## start Supplied entries

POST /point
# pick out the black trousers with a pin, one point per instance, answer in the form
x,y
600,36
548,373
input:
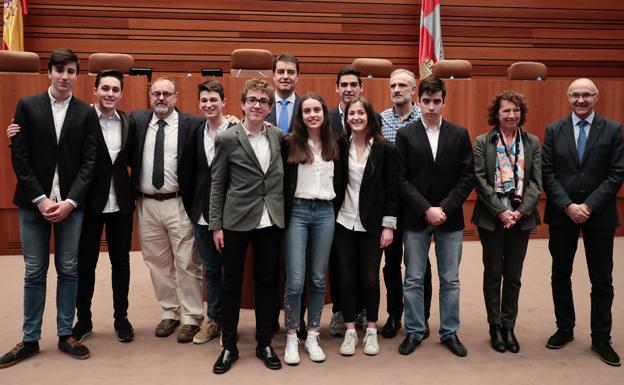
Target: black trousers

## end Supplied entries

Can you write out every line of the items above word for word, with the pictures left out?

* Task result
POST /point
# pick out the black trousers with a pin, one point per instance, answer in the form
x,y
600,36
548,373
input:
Target: black trousers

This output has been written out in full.